— Document section —

The advisory committee decided not to recommend approval for the agent at the time. As a result, the FDA review process for aducanumab is ongoing. A decision regarding the approval of the Biologics License Application for the agent is now expected by June 7, 2021, according to a new release issued by Biogen, the maker of aducanumab, following the advisory committee meeting.
A viewpoint published in JAMA earlier this month examined different aspects of the FDA’s decision not to recommend approval for aducanumab. The authors looked at the conflicting evidence and the determination of futility in the two “nearly identically designed” phase 3 double-blind, placebo-controlled randomized clinical trials of high-dose and low-dose aducanumab. They also examined the ability of a single trial to enable the FDA to approve a new drug and whether post hoc analyses could explain why the results from the two aducanumab trials differed.
Healio Neurology spoke with G. Caleb Alexander, MD, MS, professor of epidemiology and medicine at Johns Hopkins Bloomberg School of Public Health, founding codirector of the Center for Drug Safety and Effectiveness and principal investigator of the Johns Hopkins-FDA Center of Excellence in Regulatory Science and Innovation, about the viewpoint that he coauthored to learn more about the questions related to aducanumab.
Healio Neurology: What prompted this publication?
Alexander: AD is a common and costly disease and can be devastating for patients and their loved ones alike. Because of this, it should come as no surprise that there has been enormous interest in aducanumab, especially because of the drug’s unusual regulatory history. My coauthors and I all served on an FDA advisory committee that evaluated the evidence supporting aducanumab’s review and we felt there was an important opportunity to synthesize the evidence and consider its scientific and regulatory importance.

— Data —
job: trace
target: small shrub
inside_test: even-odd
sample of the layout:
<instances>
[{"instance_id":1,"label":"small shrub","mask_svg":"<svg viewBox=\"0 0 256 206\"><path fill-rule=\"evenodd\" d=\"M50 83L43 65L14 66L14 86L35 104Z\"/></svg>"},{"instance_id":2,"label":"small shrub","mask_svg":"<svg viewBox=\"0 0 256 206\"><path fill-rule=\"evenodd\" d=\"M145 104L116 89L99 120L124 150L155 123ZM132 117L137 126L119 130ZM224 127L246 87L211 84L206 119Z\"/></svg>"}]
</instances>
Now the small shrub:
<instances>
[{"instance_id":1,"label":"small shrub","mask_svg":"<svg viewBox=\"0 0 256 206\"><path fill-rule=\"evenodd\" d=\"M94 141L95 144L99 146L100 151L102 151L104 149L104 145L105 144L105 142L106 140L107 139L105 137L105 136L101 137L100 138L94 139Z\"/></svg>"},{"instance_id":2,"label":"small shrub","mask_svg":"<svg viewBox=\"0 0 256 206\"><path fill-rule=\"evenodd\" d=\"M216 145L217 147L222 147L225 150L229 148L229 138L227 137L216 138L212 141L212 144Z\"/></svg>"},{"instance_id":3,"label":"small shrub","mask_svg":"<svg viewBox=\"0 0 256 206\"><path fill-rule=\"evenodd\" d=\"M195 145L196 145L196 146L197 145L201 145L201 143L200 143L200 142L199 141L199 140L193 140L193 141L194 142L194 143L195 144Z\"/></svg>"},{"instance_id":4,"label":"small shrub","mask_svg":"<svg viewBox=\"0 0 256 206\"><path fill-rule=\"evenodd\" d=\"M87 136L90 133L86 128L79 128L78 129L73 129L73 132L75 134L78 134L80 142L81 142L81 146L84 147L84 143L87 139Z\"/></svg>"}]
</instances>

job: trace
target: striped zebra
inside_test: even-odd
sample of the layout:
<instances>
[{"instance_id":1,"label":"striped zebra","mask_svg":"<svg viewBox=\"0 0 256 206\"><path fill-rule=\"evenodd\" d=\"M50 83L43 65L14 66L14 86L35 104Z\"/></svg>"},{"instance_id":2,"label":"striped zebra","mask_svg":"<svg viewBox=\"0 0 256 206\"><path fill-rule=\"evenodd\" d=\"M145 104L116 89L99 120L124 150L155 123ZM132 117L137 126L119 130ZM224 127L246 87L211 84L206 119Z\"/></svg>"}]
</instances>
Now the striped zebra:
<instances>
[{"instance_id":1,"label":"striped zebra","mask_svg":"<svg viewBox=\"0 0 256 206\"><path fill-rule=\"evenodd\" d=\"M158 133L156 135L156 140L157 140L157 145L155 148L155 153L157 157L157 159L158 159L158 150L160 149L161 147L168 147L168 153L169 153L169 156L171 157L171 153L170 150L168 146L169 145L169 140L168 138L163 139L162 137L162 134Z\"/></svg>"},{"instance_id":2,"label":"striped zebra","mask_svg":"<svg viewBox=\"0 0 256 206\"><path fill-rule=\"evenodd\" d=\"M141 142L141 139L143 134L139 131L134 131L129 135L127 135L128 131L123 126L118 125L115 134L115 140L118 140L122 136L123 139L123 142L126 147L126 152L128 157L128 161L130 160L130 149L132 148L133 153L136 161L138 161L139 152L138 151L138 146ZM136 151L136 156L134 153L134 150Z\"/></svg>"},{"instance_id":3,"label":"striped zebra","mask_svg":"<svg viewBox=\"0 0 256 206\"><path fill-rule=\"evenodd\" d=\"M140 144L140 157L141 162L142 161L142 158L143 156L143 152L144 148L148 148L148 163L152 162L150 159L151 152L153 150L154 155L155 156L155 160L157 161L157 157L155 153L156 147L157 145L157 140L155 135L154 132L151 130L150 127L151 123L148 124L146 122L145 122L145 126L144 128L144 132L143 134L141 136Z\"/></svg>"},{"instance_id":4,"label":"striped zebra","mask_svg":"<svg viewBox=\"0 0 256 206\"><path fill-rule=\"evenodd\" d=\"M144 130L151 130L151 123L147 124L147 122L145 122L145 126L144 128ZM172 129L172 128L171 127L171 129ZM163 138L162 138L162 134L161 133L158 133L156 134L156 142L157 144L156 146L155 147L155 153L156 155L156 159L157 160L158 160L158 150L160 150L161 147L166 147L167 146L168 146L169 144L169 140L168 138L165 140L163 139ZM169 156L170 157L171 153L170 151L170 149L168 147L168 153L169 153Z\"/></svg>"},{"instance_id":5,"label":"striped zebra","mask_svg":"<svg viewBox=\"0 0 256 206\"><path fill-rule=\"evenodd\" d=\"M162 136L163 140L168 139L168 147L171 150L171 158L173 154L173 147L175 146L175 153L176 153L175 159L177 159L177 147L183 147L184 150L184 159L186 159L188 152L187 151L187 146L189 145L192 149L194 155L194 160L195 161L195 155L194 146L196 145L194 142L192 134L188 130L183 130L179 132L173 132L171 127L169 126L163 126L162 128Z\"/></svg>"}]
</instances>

— Problem requirements —
Summarize the aducanumab review text in two sentences.

— Finished task —
After an advisory committee declined to recommend approval of aducanumab, the FDA review continued, with a decision on Biogen's Biologics License Application expected by June 7, 2021. In a JAMA viewpoint, G. Caleb Alexander and coauthors, who had served on an FDA advisory committee that evaluated the drug, examined the conflicting evidence from its two phase 3 trials to synthesize that evidence and consider its scientific and regulatory importance.